• 本文:
/---
「プチット・マドレーヌ」は越えたので許してほしい

読んだ本の感想を主に書きますが、日記のようでもある。

10年前に買った北公次『光GENJIへ―元フォーリーブス北公次の禁断の半生記』のことを思い出して

2023年09月29日 | 本と雑誌
 Youtubeで80年代のトーク番組やバラエティ番組の録画を眺めていると、たまたまジャニー喜多川を揶揄している場面に出くわした。しかしもちろん、それは現在おこなわれているような、ジャニー喜多川による性的虐待(刑法上の犯罪でもある)に対する批判や抗議などではなく、「同性愛者」としてのジャニー喜多川を揶揄する内容であり、揶揄をおこなっていた芸能人の単なる同性愛者に対する差別意識の開陳以上のものではなかった。しかし、その揶揄をおこなっていた人物が典拠としていたのが、北公次の『光GENJIへ―元フォーリーブス北公次の禁断の半生記』(データハウス)である。Amazonの古本の値段は全く信用ができないが、今見ていると数は出ているのだが軒並み二万円以上の値段がついている。この本は現在は主に「元AV監督」として有名になっている村西とおるが、「ジャニーズ事務所」と対立していた成り行きから北公次に書かせたもので、また和歌山県の田辺市が舞台になっているということもあり、「紀州」としての中上健次や「大逆事件」などの〈文学的関心〉からも読んでみようと思い、10年ほど前に古本屋で数百円で購入した。内容としては、ジャニー喜多川による北公次への性的虐待を含む、北公次の半生記ともなっており、田辺市から上京してジャニー喜多川との出会い、「アイドル」となっていく過程が書かれている。本の内容を要約する意味はないと思うので書かないが、愛憎というか単純な糾弾とは言えない〈複雑〉なものとして読むこともできる。あとから知ったのだが、ジャニー喜多川はアジア・太平洋戦争中は勝浦町に疎開していたようで、和歌山と強いつながり(人脈)があったのだろうか? また、ジャニー喜多川は朝鮮戦争に「米軍」として従軍しているというが、この問題も恐らく考えなければならないことだと思う。

 ともかくそのような関心だけで読んだわけで、こだわってジャニー喜多川について調べたわけではない。あとは友人から勧められた、藤島ジュリー景子の父に当たる藤島泰輔の『天皇・青年・死 三島由紀夫をめぐって』(日本教文社)を買ったくらいである。藤島泰輔は上皇明仁の「御学友」であり、学校から言えば三島由紀夫の後輩ということになろう。ジャニー喜多川、ひいては一般的には「ジャニーズ事務所」と呼ばれる組織の問題は、勿論「性的虐待」、「性的搾取」という犯罪の側面から糾弾されなければいけないのは当然だとしても、「紀州」の問題として、また天皇制の問題からも解明しなければならないという思いを、最近はさらに強くしている。ジャニー喜多川の犯罪行為に対する糾弾は見えやすいが、それは同時に、「ジャニーズ事務所」という組織と「アイドル」の問題は、天皇制や資本主義的搾取、排除と差別の問題、中上健次や三島由紀夫の文学的な問題などからもアプローチされるべき事柄だと思う。そうしないと構造が見えてこない。芸能とヤクザの問題などもここには関係するだろう。これは多分に文学的エクリチュールの次元においても分析されなければならない問題である。ただ僕は北公次の著書を読んだだけで、それ以後継続的に何かを調べたわけではないので、現在はこのくらいの見解しかない。
\---
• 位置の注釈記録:
/---
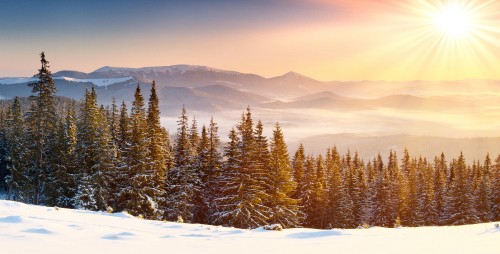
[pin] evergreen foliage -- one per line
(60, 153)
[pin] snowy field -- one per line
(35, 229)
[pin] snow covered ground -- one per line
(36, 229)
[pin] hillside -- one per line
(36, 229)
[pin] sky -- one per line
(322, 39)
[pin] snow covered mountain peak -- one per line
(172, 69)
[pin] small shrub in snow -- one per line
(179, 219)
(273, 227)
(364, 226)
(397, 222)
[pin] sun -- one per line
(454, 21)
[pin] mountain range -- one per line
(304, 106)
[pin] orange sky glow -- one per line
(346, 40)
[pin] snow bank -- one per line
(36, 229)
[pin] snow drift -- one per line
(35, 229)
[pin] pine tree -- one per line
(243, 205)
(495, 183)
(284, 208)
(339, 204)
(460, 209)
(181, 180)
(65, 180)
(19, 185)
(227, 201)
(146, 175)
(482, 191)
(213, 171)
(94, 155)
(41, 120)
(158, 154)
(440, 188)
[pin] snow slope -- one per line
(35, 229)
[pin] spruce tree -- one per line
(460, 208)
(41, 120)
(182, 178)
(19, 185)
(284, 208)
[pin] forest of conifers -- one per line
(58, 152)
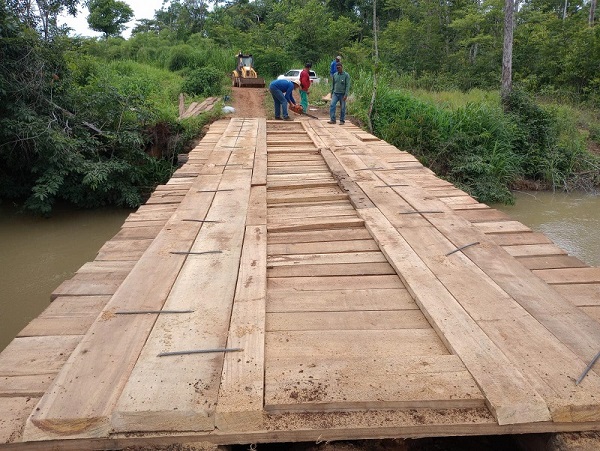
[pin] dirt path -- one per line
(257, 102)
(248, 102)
\---
/---
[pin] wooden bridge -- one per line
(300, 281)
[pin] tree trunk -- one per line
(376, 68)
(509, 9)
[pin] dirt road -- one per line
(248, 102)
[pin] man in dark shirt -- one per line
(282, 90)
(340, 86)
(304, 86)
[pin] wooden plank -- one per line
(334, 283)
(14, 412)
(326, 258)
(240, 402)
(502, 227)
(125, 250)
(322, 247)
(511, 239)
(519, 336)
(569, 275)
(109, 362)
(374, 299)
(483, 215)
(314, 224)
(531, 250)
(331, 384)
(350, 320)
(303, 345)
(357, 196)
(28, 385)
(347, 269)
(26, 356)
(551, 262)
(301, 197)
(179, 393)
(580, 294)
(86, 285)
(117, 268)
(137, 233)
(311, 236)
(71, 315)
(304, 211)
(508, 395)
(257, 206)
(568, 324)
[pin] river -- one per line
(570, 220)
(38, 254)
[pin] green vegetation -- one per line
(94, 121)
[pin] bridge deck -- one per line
\---
• やること:
1) 本文に名前が出てくる人物を、一人残らず挙げてください。
2) 本文の「ともかくそのような関心だけで」と「はこのくらいの見解しかない。」のあいだを、その二つも含めて一字一句そのまま書き写してください。

• 答え:
1) 北公次、ジャニー喜多川、村西とおる、中上健次、藤島ジュリー景子、藤島泰輔、上皇明仁、三島由紀夫

2)
ともかくそのような関心だけで読んだわけで、こだわってジャニー喜多川について調べたわけではない。あとは友人から勧められた、藤島ジュリー景子の父に当たる藤島泰輔の『天皇・青年・死 三島由紀夫をめぐって』(日本教文社)を買ったくらいである。藤島泰輔は上皇明仁の「御学友」であり、学校から言えば三島由紀夫の後輩ということになろう。ジャニー喜多川、ひいては一般的には「ジャニーズ事務所」と呼ばれる組織の問題は、勿論「性的虐待」、「性的搾取」という犯罪の側面から糾弾されなければいけないのは当然だとしても、「紀州」の問題として、また天皇制の問題からも解明しなければならないという思いを、最近はさらに強くしている。ジャニー喜多川の犯罪行為に対する糾弾は見えやすいが、それは同時に、「ジャニーズ事務所」という組織と「アイドル」の問題は、天皇制や資本主義的搾取、排除と差別の問題、中上健次や三島由紀夫の文学的な問題などからもアプローチされるべき事柄だと思う。そうしないと構造が見えてこない。芸能とヤクザの問題などもここには関係するだろう。これは多分に文学的エクリチュールの次元においても分析されなければならない問題である。ただ僕は北公次の著書を読んだだけで、それ以後継続的に何かを調べたわけではないので、現在はこのくらいの見解しかない。